- [What is needed]:
Copy out every one of the rows below, substituting "point marker" for each "keypoint" and keeping everything else unchanged.

- [Data to process]:
● ● ● ● ● ● ●

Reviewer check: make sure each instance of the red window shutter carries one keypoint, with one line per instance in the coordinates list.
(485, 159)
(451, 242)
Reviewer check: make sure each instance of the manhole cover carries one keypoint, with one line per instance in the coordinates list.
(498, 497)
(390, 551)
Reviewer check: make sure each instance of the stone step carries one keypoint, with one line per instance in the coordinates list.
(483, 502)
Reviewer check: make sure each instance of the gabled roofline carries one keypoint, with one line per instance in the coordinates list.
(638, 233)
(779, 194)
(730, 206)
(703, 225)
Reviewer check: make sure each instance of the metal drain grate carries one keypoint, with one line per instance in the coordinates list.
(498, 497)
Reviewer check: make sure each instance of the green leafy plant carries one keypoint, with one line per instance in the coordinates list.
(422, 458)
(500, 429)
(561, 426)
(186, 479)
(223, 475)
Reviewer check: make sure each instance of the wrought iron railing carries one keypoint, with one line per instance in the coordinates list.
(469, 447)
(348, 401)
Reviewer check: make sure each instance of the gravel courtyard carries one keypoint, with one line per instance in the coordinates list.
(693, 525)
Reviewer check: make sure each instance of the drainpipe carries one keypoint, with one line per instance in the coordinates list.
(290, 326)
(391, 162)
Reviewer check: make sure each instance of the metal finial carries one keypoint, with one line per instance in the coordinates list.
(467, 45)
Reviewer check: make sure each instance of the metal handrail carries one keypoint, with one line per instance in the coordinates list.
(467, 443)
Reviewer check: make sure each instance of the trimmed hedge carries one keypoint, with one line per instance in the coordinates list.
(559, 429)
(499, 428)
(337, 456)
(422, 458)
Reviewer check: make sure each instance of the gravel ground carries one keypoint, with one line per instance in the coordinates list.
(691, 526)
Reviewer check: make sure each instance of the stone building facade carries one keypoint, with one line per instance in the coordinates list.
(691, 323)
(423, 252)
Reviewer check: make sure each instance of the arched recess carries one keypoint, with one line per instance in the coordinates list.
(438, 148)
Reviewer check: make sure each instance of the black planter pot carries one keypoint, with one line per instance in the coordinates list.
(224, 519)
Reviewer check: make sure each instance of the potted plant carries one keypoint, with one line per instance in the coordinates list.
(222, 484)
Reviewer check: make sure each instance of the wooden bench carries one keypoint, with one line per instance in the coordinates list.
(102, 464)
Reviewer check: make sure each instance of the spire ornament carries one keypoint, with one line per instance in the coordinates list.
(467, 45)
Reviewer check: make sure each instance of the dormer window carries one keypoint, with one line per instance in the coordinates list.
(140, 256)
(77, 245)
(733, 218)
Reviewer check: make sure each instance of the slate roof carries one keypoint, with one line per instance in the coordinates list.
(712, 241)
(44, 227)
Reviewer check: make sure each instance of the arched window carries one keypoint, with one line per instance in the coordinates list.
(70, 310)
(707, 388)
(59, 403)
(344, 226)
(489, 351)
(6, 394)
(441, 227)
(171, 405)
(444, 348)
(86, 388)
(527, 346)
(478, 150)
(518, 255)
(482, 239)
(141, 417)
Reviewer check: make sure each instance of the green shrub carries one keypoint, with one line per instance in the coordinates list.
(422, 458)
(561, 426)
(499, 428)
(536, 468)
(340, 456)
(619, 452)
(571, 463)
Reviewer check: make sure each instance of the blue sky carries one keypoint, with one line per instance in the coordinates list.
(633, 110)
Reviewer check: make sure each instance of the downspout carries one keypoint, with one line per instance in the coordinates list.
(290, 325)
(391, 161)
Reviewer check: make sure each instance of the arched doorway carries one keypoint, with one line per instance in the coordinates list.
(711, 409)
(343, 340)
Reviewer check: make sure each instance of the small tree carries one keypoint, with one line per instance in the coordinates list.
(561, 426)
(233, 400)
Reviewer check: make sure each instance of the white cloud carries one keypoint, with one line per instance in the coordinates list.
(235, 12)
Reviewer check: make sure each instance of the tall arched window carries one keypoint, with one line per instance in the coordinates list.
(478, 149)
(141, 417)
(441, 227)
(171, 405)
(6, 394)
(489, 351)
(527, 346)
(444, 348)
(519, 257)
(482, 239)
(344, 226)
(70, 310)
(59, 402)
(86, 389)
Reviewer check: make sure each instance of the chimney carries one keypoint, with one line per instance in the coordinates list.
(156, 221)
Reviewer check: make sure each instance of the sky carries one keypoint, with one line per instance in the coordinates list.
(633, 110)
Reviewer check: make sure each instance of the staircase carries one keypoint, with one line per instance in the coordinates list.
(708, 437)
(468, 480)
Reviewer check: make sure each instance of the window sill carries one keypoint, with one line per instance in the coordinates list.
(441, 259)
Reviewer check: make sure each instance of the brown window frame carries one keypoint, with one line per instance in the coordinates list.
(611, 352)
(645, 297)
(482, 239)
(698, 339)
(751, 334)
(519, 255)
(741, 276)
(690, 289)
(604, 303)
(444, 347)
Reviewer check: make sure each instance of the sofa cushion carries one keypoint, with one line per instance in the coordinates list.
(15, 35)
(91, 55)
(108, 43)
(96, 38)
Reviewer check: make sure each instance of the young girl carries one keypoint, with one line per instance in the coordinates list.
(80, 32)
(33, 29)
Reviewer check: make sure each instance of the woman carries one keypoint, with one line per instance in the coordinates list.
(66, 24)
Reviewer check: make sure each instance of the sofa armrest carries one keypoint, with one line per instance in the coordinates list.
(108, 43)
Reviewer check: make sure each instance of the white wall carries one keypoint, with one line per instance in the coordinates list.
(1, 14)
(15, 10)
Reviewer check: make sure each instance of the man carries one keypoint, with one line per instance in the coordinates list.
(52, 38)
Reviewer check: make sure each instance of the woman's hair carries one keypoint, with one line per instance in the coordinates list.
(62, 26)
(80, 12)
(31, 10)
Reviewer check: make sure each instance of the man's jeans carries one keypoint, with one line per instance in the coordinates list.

● ● ● ● ● ● ●

- [Correct result]:
Reviewer check: make sure each instance of the red window shutter carries one point marker, with one line per instance in the coordinates list.
(485, 159)
(451, 242)
Reviewer check: make sure each instance of the manhole cover carries one point marker, with one line per instance in the coordinates list.
(498, 497)
(390, 551)
Reviewer check: make sure each instance of the stone step carries one point marker, with one line per instance in the coordinates list.
(483, 502)
Reviewer check: make sure each instance of the gabled roofline carries one point marker, with one line per instance in the coordinates list.
(638, 233)
(779, 194)
(730, 206)
(703, 225)
Reviewer check: make sure each instance of the metal drain grate carries one point marker, with one line per instance in the coordinates list.
(498, 497)
Reviewer check: make sure each instance of the green leafy plant carries one point marker, with one line per instance in the coordinates list.
(422, 458)
(500, 429)
(561, 426)
(186, 479)
(223, 475)
Reviewer check: make sure each instance of the wrought iron railing carries one point marker, with one line per instance in the coordinates list.
(469, 447)
(348, 401)
Reviewer check: make sure each instance of the gravel courtyard carries one point marker, with one line per instance in the coordinates list.
(693, 525)
Reviewer check: make sure each instance of the drainpipe carries one point marker, with one line per instance in the coordinates list.
(290, 326)
(391, 162)
Reviewer check: make sure each instance of the metal finial carries one point marker, with one line per instance in the coordinates list.
(467, 45)
Reviewer check: make sure each instance of the metal handrail carries one point marker, with one line per instance in the coordinates list.
(467, 443)
Reviewer check: make sure each instance of the trimmed hedge carries one point marker, with one line per instance in the coordinates list.
(559, 429)
(499, 428)
(337, 456)
(422, 458)
Reviewer check: make sure each instance of the gravel ground carries one point marker, with one line per instance in the coordinates list.
(691, 526)
Reviewer check: make sure each instance of the stone building facade carries one point marker, with one line per instance in the coordinates list.
(691, 323)
(423, 252)
Reviewer check: make sure each instance of the arched recess carries one point marker, with one line per instance in the coordinates list.
(438, 148)
Reviewer check: make sure each instance of the black planter pot carries one point marker, with one line per instance in the coordinates list.
(224, 519)
Reviewer check: make sure each instance of the potted plant carries one point marker, with one line per instance in the coordinates list.
(222, 484)
Reviewer check: make sure each instance of the wooden bench carries one point marker, with one line per instance in the coordinates list.
(102, 464)
Reviewer check: make sure each instance of the spire ornament carries one point marker, with one line per instance in the coordinates list.
(467, 45)
Reviewer check: make sure each instance of the dormer window carries one point marker, with one line per instance in the coordinates list.
(140, 256)
(77, 245)
(733, 218)
Reviewer check: make sure each instance of the slate roof carries one point marker, with one line per instance in the coordinates list.
(712, 241)
(44, 227)
Reviewer check: make sure each instance of the arched window carries one point marker, with one line per instance in the coordinates list.
(70, 310)
(707, 388)
(59, 403)
(344, 226)
(489, 351)
(6, 394)
(441, 227)
(171, 405)
(444, 348)
(86, 388)
(527, 346)
(478, 150)
(518, 255)
(482, 239)
(141, 417)
Reviewer check: make sure each instance of the green shrub carries one point marker, with one line per instance in the coordinates list.
(422, 458)
(561, 426)
(499, 428)
(536, 468)
(340, 456)
(619, 452)
(571, 463)
Reviewer check: make sure each instance of the blue sky carries one point marker, with one line per instance in the coordinates list.
(633, 110)
Reviewer check: make sure each instance of the downspout carries one point marker, with one line per instance in the coordinates list.
(290, 325)
(391, 161)
Reviewer check: make sure each instance of the arched doorway carries one point marker, with one line per instance in the coordinates list.
(711, 409)
(343, 340)
Reviewer check: make sure each instance of the small tree carries one point marker, with one line per instance in the coordinates list.
(561, 426)
(233, 400)
Reviewer check: make sure each instance of the white cloud carries one point marker, with one line per instance in the coordinates list.
(235, 12)
Reviewer check: make sure each instance of the tall arched window carries one point marker, with one line per instance in the coordinates list.
(478, 149)
(141, 417)
(441, 227)
(171, 405)
(6, 394)
(489, 351)
(527, 346)
(444, 348)
(519, 257)
(482, 239)
(344, 226)
(70, 310)
(59, 402)
(86, 389)
Reviewer check: make sure each instance of the chimney carries one point marker, with one line per instance in the coordinates list.
(156, 221)
Reviewer check: make sure each instance of the sky carries one point marker, with one line per instance in the coordinates list.
(633, 110)
Reviewer check: make sure each instance of the staircase carries one point marker, with one line per instance in the coordinates list.
(708, 437)
(468, 480)
Reviewer check: make sure each instance of the window sill carries one point marker, with one line per instance in the coordinates list.
(441, 259)
Reviewer check: make sure each instance of the brown window frame carries one point marker, with one line per instance in the coordinates list.
(611, 352)
(645, 297)
(482, 239)
(698, 339)
(751, 334)
(519, 255)
(741, 276)
(690, 289)
(604, 303)
(444, 347)
Reviewer check: make sure each instance of the sofa cushion carries one point marker, with one line per instance in the coordinates list.
(15, 35)
(91, 55)
(108, 43)
(96, 38)
Reviewer check: make sure each instance of the young girl carries one point marker, with one line per instance in the coordinates list.
(80, 32)
(33, 29)
Reviewer check: make sure each instance of the woman carries one point marker, with one line per instance in the coordinates list.
(66, 24)
Reviewer check: make sure each instance of the sofa armrest carries one point marker, with one line per instance in the coordinates list.
(108, 43)
Reviewer check: make sure each instance of the white wall carries one point marker, with one line per instance in the coordinates list.
(1, 14)
(15, 10)
Reviewer check: make sure each instance of the man carries one point marker, with one line per instance in the coordinates list.
(52, 38)
Reviewer check: make sure each instance of the woman's hair carries one point marker, with one line per instance in the coordinates list.
(62, 26)
(80, 12)
(31, 10)
Reviewer check: make sure each instance of the man's jeans carries one point marker, with one line per instance in the coordinates list.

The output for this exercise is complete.